__Problem__:
Word for word, please restate the line containing "Target: ear" and all the lines that follow it to the end of the data.

__Records supplied__:
○ ○ ○

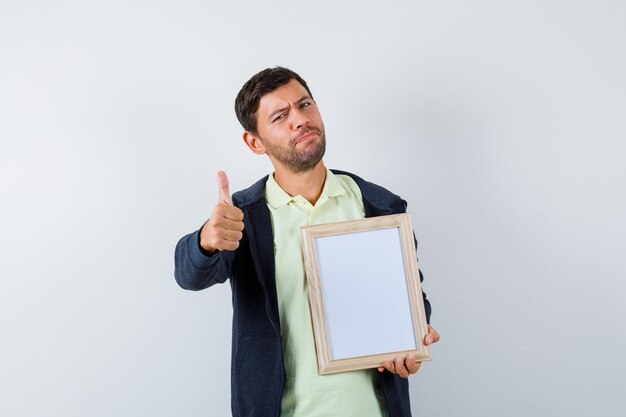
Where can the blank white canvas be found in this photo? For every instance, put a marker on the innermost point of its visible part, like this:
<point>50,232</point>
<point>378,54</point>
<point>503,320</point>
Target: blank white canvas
<point>365,293</point>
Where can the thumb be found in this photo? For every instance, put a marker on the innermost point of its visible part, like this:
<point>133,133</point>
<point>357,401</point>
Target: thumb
<point>222,183</point>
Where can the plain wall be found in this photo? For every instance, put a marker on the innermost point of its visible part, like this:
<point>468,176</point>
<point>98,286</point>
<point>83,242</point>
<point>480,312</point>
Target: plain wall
<point>500,122</point>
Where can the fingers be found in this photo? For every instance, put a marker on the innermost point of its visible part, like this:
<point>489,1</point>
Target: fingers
<point>222,183</point>
<point>401,365</point>
<point>224,229</point>
<point>432,336</point>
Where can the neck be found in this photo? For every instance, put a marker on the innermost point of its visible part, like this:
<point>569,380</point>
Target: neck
<point>308,184</point>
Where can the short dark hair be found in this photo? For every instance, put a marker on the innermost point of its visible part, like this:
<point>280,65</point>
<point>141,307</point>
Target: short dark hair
<point>266,81</point>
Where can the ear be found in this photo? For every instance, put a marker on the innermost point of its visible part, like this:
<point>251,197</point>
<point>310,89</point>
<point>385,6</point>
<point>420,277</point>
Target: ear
<point>254,143</point>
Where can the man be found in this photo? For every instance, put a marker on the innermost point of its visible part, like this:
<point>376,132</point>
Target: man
<point>253,240</point>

○ ○ ○

__Exercise solution__:
Target: ear
<point>254,143</point>
Where can the man be found in this photo? For every instance, put a marker on the innermost point of its visible part, like this:
<point>376,132</point>
Target: man
<point>253,240</point>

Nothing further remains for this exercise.